#### What to produce:
Output the stretch of the listing that starts at the line containing "Please mark the region of the white" and continues through the listing's last line, both ends included, as a JSON list of strings with one string per line and blank lines left out.
####
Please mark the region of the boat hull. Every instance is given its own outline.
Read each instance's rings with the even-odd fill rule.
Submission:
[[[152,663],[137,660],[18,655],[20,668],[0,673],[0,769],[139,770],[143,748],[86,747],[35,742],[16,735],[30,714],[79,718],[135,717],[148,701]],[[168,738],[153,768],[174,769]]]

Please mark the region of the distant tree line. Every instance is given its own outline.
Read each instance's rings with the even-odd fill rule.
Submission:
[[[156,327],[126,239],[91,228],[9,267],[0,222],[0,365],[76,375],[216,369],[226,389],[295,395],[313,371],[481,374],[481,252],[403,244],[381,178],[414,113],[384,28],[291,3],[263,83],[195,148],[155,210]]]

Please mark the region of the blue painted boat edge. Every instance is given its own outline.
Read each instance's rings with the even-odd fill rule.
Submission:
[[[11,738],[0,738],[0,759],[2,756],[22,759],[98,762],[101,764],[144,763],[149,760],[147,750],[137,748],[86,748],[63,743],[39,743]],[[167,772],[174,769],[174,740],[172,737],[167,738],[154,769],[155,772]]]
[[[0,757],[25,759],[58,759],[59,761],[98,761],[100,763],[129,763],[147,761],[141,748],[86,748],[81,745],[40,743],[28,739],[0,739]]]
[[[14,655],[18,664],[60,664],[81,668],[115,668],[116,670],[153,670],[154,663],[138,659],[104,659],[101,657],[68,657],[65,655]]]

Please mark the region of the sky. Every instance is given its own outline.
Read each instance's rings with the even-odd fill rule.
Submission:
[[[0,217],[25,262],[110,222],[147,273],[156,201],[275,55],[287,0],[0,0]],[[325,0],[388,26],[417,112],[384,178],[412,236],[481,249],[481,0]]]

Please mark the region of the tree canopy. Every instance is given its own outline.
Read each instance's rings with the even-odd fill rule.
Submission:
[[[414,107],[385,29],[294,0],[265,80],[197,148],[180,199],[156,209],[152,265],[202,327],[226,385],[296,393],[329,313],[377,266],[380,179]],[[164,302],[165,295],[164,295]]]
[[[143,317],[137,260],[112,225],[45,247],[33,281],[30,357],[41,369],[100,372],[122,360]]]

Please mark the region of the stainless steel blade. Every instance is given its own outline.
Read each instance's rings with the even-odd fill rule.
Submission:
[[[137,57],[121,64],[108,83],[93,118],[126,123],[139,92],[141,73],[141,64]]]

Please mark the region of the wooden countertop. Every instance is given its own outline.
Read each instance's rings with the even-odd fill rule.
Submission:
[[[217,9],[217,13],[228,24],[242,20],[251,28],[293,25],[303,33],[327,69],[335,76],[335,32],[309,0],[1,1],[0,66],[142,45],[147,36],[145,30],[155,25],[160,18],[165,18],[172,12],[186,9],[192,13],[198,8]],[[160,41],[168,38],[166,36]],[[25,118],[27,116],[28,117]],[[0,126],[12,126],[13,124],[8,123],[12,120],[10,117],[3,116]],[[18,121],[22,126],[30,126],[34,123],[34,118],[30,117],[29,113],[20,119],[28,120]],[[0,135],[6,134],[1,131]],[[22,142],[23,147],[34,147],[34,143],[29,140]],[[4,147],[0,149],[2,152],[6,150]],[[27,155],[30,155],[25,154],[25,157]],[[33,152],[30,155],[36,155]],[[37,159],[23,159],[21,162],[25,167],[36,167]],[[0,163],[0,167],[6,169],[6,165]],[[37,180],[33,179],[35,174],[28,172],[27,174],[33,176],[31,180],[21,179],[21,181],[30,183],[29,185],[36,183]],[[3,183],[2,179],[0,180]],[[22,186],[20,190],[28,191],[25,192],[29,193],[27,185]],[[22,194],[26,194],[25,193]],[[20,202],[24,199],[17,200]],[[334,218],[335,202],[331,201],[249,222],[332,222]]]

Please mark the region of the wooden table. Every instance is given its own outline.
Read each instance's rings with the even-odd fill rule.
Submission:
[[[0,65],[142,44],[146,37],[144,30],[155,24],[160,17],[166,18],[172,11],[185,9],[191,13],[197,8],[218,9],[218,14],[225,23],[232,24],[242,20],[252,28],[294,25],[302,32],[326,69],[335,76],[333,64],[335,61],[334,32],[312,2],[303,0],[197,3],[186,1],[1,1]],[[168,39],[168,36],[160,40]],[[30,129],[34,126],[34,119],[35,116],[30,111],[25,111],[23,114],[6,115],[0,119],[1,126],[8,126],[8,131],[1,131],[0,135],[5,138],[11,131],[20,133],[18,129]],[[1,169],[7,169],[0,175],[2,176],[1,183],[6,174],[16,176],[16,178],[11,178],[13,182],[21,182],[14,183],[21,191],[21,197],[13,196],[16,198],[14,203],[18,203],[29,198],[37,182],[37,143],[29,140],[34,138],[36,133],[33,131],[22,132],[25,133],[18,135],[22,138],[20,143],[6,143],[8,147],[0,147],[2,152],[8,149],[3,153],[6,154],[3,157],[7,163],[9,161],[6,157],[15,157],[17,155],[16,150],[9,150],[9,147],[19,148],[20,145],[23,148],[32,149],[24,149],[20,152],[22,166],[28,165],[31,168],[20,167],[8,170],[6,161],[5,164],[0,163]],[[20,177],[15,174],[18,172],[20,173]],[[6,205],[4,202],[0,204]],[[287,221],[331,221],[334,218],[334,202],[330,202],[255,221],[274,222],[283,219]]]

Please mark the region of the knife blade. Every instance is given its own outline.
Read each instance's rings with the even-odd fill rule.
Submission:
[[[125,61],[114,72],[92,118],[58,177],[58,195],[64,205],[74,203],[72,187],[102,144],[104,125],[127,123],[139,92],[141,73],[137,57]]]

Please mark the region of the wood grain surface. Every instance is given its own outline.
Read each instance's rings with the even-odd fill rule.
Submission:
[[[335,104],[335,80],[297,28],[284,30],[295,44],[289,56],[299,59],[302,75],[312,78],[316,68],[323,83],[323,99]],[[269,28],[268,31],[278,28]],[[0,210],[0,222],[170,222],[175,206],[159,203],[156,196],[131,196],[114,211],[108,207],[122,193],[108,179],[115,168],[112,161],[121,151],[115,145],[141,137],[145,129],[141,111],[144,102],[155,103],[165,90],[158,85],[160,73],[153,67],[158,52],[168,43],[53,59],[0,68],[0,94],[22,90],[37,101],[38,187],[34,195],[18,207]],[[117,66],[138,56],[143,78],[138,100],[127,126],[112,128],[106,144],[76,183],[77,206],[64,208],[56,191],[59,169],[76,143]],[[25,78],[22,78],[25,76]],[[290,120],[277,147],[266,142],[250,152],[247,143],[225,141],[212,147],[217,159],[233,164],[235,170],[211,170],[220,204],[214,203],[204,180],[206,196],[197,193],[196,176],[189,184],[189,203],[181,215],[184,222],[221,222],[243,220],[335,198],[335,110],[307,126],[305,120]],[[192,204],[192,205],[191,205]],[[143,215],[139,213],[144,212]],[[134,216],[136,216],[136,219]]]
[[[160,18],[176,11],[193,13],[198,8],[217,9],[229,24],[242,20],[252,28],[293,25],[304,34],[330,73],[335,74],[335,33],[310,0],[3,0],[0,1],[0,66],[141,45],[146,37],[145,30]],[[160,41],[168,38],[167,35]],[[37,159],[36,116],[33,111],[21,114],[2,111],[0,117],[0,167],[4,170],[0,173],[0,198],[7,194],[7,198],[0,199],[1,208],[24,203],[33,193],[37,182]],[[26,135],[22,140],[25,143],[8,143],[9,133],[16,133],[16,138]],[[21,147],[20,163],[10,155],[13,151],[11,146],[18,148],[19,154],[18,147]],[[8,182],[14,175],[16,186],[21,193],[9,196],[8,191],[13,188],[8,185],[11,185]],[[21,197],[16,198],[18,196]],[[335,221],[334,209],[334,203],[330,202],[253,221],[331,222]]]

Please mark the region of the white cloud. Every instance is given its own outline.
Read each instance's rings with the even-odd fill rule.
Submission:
####
#### Solution to this problem:
[
  "Please mark the region of the white cloud. Every instance is given its own outline.",
  "Read each instance's rings with the even-odd fill rule.",
  "Submission:"
]